Objective
List, copied in full, every line of the items below that contains the string "asphalt". Case counts.

[Data Records]
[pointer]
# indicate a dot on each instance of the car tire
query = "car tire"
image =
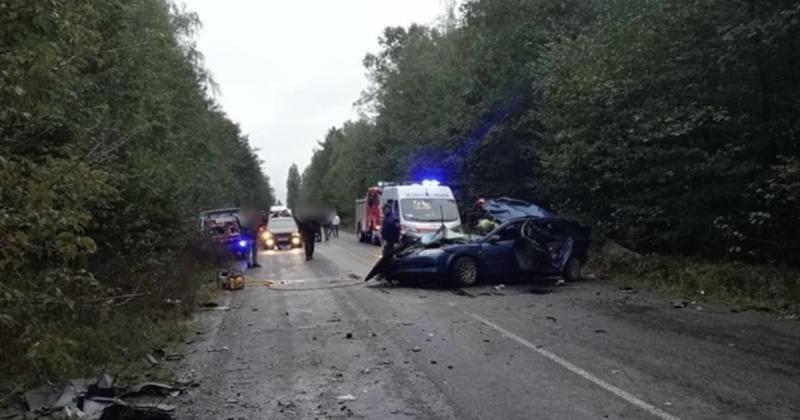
(572, 270)
(464, 272)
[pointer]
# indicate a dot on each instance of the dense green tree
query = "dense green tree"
(668, 125)
(110, 146)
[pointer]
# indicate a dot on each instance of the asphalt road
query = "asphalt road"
(319, 343)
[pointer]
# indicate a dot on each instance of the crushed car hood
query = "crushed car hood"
(504, 209)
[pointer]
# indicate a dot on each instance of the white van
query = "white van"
(422, 208)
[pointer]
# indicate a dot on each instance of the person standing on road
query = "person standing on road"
(335, 224)
(390, 230)
(309, 229)
(249, 230)
(327, 226)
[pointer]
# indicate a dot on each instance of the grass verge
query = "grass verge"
(768, 288)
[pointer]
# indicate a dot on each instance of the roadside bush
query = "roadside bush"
(110, 146)
(763, 286)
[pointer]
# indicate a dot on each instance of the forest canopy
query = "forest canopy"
(669, 126)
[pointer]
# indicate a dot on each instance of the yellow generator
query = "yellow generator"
(231, 279)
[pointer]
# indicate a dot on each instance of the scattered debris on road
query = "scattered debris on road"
(541, 291)
(101, 400)
(461, 292)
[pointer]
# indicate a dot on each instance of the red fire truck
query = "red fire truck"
(368, 217)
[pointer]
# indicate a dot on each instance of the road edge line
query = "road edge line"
(630, 398)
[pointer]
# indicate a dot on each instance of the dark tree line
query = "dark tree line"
(668, 125)
(110, 145)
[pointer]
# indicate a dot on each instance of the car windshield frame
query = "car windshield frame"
(283, 223)
(450, 212)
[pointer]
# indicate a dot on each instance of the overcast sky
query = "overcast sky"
(289, 70)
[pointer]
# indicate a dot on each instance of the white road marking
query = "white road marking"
(655, 411)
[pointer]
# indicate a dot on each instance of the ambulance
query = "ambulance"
(421, 207)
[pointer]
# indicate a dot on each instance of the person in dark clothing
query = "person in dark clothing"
(390, 230)
(309, 229)
(249, 230)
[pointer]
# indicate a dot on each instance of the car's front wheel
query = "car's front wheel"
(464, 272)
(572, 270)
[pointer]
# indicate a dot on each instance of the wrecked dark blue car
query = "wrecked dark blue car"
(523, 239)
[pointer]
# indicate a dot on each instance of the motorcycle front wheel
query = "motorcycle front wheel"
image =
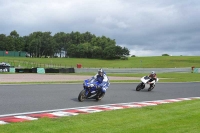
(140, 86)
(81, 96)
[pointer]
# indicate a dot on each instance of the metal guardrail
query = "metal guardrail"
(135, 70)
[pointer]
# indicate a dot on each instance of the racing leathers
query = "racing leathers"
(104, 82)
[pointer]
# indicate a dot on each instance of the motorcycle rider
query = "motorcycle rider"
(153, 77)
(102, 78)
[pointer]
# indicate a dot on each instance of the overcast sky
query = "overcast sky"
(145, 27)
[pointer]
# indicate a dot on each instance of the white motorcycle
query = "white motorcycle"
(144, 81)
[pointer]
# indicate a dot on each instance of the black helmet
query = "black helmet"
(100, 71)
(153, 73)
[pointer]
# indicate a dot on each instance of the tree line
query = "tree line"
(76, 45)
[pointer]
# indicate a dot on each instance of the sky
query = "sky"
(145, 27)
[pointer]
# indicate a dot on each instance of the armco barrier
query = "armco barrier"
(51, 70)
(23, 70)
(134, 70)
(66, 70)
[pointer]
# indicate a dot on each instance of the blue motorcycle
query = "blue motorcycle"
(90, 90)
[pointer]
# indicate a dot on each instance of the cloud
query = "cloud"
(145, 27)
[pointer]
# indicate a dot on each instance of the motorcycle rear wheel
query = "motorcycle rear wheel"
(140, 86)
(99, 98)
(151, 88)
(81, 96)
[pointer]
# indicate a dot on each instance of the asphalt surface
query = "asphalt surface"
(31, 98)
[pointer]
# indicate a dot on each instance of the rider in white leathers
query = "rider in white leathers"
(102, 78)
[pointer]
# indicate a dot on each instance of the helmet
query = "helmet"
(100, 72)
(153, 72)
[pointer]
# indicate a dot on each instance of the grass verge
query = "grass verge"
(179, 117)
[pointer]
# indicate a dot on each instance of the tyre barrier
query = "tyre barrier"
(46, 70)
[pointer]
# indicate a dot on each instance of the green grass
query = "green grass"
(163, 77)
(179, 117)
(132, 62)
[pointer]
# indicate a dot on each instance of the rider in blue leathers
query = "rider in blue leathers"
(102, 78)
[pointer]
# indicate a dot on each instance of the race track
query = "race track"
(31, 98)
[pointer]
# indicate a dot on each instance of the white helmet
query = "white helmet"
(100, 71)
(153, 72)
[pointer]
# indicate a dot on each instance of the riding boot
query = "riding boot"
(101, 95)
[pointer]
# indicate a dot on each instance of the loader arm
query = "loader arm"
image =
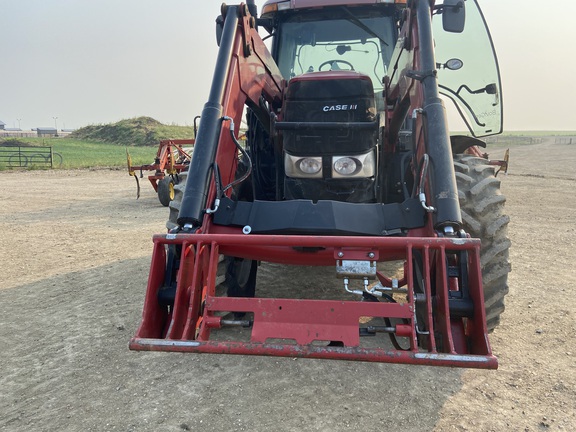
(245, 72)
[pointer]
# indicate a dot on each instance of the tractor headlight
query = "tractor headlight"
(303, 167)
(353, 166)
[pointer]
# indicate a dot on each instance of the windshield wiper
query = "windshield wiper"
(352, 18)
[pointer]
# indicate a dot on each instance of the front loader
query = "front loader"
(348, 164)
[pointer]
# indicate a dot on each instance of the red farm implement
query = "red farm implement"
(348, 167)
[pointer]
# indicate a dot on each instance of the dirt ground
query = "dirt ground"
(75, 249)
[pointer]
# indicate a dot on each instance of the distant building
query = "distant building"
(47, 132)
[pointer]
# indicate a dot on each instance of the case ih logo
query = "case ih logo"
(340, 107)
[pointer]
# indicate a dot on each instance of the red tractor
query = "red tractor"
(348, 163)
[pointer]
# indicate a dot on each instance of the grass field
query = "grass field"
(91, 154)
(81, 153)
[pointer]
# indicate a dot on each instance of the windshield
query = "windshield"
(475, 87)
(343, 38)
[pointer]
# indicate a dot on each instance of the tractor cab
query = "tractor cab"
(334, 59)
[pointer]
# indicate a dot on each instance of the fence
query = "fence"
(21, 157)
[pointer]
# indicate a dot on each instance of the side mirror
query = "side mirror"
(219, 28)
(453, 16)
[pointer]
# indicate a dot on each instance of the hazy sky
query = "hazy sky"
(100, 61)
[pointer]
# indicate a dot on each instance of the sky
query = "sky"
(71, 63)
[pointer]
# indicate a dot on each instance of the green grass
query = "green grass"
(140, 131)
(78, 153)
(105, 145)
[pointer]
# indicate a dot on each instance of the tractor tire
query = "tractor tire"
(235, 276)
(482, 207)
(165, 191)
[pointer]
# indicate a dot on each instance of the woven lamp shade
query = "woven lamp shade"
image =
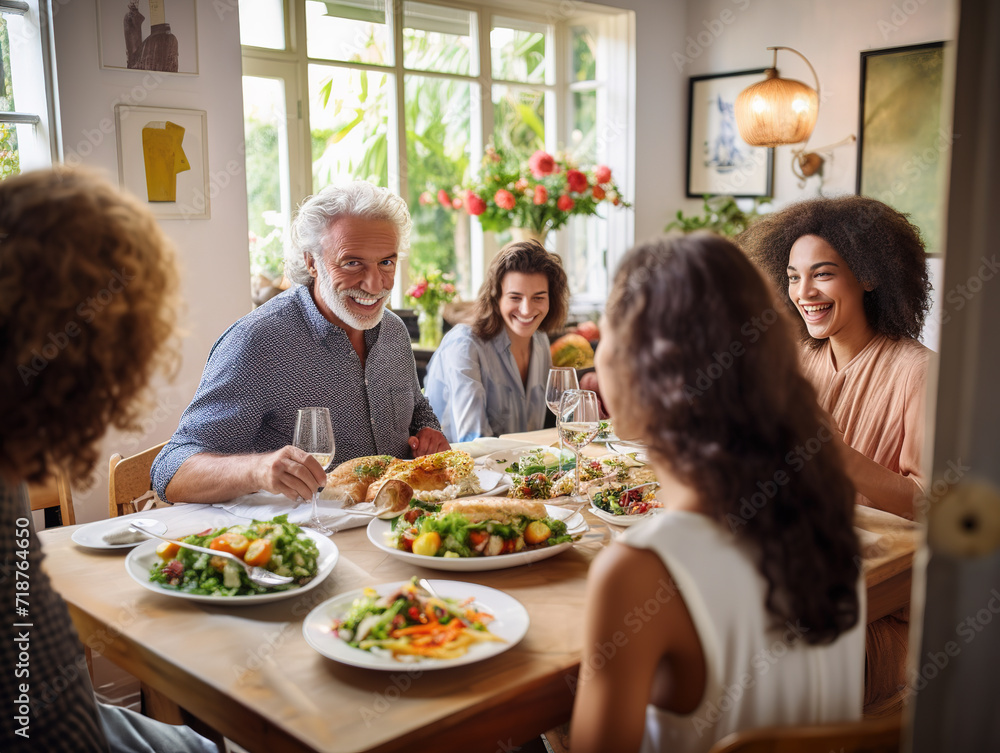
(776, 111)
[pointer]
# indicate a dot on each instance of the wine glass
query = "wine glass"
(579, 422)
(561, 378)
(314, 434)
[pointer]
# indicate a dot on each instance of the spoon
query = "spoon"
(259, 575)
(426, 585)
(392, 499)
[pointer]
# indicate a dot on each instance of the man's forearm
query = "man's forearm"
(209, 478)
(885, 489)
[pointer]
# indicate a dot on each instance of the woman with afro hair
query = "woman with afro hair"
(854, 270)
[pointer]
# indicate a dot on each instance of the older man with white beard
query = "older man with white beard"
(328, 341)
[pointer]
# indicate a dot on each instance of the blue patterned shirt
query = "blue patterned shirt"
(284, 356)
(475, 387)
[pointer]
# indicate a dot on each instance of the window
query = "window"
(25, 90)
(408, 94)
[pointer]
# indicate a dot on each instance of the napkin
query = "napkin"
(264, 506)
(488, 445)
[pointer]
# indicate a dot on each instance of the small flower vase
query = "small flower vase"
(430, 328)
(529, 234)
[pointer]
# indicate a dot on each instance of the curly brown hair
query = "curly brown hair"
(527, 257)
(715, 390)
(88, 303)
(880, 245)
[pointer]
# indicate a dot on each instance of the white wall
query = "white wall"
(831, 35)
(661, 113)
(213, 253)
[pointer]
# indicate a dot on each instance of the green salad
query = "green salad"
(425, 529)
(276, 544)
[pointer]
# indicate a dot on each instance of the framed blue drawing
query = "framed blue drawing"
(720, 163)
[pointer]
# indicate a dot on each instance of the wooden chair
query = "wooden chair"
(868, 736)
(55, 492)
(129, 485)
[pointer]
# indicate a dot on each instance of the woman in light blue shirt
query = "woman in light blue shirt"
(488, 378)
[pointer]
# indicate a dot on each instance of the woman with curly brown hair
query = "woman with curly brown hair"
(489, 378)
(87, 312)
(855, 272)
(739, 605)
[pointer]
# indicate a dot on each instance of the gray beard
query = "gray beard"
(337, 301)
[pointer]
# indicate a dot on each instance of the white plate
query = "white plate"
(92, 534)
(625, 447)
(494, 483)
(623, 520)
(140, 561)
(510, 623)
(575, 525)
(498, 461)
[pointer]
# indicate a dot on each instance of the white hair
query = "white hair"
(317, 213)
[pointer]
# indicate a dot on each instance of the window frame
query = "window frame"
(557, 88)
(36, 72)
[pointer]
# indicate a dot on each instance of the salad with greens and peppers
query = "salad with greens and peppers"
(412, 624)
(619, 499)
(277, 545)
(476, 527)
(539, 474)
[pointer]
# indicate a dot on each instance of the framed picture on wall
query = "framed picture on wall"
(719, 161)
(163, 159)
(148, 35)
(902, 143)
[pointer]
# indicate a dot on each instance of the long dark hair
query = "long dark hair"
(527, 257)
(714, 385)
(880, 245)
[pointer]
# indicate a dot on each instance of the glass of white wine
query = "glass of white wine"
(561, 378)
(579, 421)
(314, 434)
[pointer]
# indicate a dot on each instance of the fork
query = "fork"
(259, 575)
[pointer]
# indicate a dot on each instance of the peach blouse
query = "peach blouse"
(877, 399)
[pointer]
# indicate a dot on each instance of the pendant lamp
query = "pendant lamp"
(778, 111)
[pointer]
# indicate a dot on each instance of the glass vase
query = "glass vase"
(430, 328)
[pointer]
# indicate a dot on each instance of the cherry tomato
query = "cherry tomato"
(477, 538)
(167, 551)
(234, 543)
(259, 552)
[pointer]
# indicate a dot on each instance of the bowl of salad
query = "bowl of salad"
(278, 545)
(393, 625)
(624, 505)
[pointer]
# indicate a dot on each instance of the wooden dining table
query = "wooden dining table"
(248, 672)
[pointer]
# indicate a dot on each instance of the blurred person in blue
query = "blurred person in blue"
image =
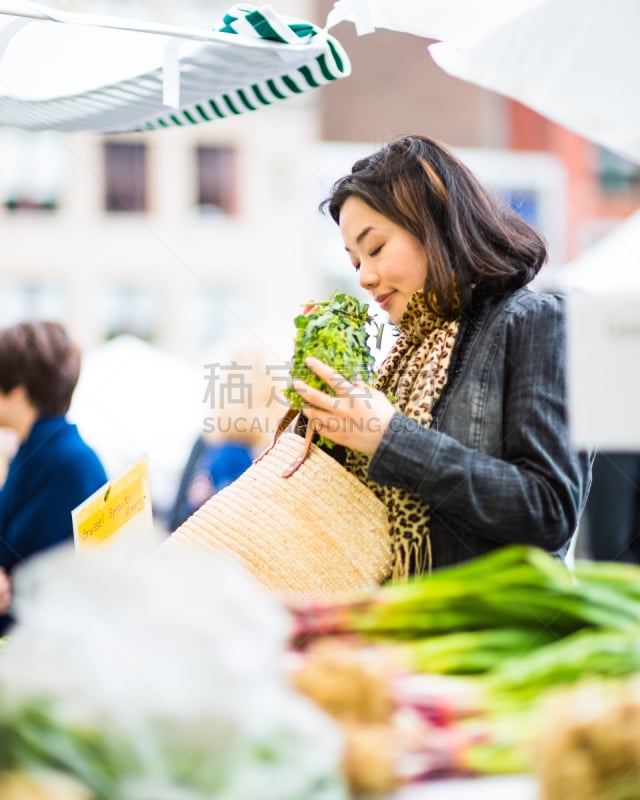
(613, 508)
(53, 469)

Solution below
# indicate a dot on each instance of the asphalt road
query = "asphalt road"
# indicate a dot on each instance of the asphalt surface
query = "asphalt surface"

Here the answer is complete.